→ Your objective
Please output the entries below from the line that contains "Target = mountain slope" through the final line, reproduced exactly and alone.

→ Available records
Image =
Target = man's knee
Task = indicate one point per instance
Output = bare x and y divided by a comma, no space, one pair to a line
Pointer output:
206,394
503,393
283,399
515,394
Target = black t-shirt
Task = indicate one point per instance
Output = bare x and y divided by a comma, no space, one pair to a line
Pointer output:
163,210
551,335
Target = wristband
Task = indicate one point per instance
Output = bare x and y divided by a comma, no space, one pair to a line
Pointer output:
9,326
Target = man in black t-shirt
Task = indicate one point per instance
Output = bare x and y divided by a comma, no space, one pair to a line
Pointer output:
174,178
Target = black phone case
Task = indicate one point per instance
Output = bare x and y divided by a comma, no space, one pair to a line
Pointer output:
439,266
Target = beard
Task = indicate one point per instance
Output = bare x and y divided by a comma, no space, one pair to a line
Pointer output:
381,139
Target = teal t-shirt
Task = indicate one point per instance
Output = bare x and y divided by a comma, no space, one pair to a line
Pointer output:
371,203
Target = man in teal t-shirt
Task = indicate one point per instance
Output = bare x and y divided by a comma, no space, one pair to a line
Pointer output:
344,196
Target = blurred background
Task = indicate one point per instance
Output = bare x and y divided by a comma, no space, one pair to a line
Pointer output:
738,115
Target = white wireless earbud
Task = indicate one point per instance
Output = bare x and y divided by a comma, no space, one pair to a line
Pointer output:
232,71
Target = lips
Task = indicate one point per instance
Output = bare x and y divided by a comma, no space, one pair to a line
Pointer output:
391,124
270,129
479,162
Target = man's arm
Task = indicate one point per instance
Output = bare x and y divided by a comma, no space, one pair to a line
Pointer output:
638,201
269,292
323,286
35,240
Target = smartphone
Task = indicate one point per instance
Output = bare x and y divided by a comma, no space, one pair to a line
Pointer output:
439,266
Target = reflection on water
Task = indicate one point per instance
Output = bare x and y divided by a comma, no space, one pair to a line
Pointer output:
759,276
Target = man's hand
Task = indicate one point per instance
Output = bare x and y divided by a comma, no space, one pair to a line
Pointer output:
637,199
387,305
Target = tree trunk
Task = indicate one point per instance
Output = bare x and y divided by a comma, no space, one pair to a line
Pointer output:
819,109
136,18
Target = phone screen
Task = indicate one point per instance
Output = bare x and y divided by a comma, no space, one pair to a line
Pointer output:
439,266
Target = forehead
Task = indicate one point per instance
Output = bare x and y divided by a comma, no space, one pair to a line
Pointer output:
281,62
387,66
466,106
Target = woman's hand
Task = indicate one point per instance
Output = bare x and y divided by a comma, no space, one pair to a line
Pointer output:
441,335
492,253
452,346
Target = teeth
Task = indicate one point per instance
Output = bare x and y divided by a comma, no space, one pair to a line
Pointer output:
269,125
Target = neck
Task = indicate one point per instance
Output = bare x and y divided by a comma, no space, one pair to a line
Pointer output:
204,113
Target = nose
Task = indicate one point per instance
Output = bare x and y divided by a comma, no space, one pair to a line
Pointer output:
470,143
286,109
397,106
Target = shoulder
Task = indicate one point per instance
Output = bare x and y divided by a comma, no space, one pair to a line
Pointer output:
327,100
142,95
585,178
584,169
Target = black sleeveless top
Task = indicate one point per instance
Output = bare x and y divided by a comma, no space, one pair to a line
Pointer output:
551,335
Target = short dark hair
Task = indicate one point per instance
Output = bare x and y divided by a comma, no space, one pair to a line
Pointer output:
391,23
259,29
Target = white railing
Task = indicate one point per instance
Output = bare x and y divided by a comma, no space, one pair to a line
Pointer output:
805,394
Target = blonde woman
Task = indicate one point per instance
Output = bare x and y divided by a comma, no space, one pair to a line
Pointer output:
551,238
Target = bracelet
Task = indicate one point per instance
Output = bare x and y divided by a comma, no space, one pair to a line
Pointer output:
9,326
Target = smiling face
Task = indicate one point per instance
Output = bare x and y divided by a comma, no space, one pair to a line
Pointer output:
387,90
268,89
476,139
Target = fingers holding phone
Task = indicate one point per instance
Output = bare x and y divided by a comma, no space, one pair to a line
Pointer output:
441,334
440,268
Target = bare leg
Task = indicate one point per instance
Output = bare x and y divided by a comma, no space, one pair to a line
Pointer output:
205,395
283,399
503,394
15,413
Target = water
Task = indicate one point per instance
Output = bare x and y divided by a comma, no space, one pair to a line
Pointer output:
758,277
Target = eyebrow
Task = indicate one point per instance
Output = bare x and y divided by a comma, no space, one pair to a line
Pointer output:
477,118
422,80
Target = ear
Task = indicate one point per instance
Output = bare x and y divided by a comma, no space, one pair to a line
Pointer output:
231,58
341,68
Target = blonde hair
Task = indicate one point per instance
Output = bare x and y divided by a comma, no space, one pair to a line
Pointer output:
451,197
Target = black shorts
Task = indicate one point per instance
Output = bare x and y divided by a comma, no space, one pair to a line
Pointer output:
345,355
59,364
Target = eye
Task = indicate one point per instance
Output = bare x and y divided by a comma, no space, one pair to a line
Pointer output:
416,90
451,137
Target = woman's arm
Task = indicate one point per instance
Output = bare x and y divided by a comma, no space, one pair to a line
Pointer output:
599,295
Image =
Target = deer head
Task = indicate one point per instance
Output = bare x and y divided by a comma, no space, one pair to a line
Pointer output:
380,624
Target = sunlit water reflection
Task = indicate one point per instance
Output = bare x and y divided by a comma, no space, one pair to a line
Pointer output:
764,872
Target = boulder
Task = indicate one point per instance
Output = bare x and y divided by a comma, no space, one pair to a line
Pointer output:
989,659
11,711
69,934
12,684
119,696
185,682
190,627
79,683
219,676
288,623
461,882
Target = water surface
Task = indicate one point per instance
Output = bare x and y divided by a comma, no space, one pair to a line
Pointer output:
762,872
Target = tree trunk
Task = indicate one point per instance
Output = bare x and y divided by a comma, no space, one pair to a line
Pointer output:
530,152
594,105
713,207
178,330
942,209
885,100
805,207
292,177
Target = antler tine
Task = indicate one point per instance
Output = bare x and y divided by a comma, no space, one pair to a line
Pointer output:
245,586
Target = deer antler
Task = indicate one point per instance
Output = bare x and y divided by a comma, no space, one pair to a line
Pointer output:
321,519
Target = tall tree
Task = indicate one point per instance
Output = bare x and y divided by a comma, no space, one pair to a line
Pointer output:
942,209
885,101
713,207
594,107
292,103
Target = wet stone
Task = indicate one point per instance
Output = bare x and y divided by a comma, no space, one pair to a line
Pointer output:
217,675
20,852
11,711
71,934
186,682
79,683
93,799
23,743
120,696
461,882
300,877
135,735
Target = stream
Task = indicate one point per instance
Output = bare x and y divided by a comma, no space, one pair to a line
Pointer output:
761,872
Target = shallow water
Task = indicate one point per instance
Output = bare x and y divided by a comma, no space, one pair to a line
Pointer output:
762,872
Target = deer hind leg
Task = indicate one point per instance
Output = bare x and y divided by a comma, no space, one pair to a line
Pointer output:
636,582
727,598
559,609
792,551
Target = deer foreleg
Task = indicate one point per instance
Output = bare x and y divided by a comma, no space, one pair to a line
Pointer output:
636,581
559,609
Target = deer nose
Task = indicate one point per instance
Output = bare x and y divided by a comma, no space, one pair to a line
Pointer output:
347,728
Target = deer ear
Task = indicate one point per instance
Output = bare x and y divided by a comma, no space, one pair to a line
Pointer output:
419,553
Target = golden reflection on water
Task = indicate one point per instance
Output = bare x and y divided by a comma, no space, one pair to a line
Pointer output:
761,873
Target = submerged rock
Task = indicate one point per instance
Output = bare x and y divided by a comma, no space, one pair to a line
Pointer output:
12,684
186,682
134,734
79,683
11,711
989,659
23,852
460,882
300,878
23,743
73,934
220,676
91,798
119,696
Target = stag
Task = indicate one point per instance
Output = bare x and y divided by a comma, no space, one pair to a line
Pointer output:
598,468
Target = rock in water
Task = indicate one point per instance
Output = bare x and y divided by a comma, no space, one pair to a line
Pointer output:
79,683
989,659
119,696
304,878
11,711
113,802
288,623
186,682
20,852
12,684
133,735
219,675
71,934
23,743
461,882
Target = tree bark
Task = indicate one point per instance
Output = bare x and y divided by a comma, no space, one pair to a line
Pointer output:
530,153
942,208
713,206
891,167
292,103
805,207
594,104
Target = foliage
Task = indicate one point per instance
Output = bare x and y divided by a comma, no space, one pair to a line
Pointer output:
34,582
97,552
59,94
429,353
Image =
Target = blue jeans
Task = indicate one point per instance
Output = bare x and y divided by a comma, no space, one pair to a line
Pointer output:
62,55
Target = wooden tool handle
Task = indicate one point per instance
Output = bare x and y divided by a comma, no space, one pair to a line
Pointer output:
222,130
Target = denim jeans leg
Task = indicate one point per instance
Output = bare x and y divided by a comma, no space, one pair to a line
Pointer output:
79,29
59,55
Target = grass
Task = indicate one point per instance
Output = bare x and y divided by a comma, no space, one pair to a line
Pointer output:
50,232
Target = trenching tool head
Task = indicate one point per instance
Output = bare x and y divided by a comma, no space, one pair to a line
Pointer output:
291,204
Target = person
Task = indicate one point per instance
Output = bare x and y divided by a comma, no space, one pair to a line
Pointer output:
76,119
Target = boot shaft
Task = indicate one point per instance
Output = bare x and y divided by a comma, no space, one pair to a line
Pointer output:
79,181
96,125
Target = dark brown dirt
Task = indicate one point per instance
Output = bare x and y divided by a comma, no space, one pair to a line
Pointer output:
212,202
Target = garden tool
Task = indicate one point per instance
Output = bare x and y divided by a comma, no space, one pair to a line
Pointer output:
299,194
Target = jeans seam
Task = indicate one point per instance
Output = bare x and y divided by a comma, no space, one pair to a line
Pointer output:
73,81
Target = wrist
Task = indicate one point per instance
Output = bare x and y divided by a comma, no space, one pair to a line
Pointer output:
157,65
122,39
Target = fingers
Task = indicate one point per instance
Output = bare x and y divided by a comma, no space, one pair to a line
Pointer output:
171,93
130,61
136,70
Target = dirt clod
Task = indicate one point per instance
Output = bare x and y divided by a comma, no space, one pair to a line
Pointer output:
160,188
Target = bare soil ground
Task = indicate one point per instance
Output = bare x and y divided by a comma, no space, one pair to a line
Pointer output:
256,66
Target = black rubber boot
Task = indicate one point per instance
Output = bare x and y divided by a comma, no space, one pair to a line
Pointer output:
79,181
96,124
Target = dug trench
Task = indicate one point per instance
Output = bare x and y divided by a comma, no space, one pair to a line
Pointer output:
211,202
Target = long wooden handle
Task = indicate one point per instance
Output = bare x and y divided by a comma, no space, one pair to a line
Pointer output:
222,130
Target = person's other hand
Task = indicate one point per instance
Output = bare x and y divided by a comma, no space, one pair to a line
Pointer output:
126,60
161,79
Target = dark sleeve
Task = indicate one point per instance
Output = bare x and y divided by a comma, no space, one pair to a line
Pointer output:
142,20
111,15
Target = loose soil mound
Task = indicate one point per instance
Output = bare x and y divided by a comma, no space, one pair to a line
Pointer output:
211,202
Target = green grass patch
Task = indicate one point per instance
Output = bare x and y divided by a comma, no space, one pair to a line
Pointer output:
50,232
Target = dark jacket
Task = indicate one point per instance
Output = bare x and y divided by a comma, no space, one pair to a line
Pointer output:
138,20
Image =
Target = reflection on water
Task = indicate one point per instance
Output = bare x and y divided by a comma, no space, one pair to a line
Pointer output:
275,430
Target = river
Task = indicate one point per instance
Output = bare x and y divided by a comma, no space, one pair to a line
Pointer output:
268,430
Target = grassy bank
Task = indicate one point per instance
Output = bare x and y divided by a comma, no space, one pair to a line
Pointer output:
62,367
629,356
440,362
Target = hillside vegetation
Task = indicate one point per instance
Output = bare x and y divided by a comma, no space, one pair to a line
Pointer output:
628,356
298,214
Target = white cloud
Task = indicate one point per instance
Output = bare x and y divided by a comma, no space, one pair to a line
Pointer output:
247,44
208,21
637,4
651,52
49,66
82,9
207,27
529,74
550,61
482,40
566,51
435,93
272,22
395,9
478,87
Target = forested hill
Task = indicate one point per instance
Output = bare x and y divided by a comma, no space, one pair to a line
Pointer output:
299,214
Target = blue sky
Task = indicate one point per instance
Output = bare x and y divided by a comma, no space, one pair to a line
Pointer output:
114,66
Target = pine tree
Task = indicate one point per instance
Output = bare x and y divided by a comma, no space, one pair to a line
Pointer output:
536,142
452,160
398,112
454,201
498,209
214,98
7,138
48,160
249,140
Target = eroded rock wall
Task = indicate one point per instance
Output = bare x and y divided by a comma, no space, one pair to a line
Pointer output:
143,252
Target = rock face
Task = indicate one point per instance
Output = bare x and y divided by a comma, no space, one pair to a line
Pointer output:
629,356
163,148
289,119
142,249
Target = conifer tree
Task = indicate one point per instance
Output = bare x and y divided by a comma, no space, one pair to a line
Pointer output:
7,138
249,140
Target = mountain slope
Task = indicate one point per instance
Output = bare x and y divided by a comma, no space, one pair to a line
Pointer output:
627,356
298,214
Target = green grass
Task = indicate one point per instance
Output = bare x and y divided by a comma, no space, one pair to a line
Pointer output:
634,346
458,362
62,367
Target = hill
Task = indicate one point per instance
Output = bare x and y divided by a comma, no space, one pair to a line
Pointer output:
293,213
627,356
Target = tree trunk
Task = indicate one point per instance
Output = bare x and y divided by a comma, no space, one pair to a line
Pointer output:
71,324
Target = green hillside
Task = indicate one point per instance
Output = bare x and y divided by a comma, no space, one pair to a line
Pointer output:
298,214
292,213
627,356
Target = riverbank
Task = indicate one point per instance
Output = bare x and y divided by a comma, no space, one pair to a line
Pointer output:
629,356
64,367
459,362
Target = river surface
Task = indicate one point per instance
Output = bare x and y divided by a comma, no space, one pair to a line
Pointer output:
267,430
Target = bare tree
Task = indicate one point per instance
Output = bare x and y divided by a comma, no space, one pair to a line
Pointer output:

→ Reply
Target = mountain slope
Task = indicate one point per instance
Output = bare x and y divided by a comma, no space, one pair to a line
Pointer output:
627,356
298,214
Target = green grass
Task = indicate one point per instance
Output = bare x and y divided by a comma, no space, one pair to a line
Pointer output:
634,346
458,362
62,367
Target = hill
Task = indicate one point per instance
Output = bare x and y divided by a comma, no space, one pair to a line
Pointer output:
293,213
627,356
Target = tree trunk
Task = indicate one point per instance
Output = bare x and y divided by a comma, no space, one pair to a line
Pointer output:
71,324
Target = green hillside
Task = indicate one point per instance
Output = bare x and y divided by a comma, no space, one pair to a line
Pointer output:
298,214
292,213
627,356
Target = riverbank
Task = indicate one point per instance
Output = bare x and y divided by a comma, no space, one pair to a line
Pointer output:
629,356
64,367
459,362
Target = river surface
Task = indicate one point per instance
Output = bare x and y divided by a comma, no space, one pair to a line
Pointer output:
267,430
Target = bare tree
Task = indicate one point per instance
Output = bare x and y divided by a comma, no space, one pair to a line
Pointer output:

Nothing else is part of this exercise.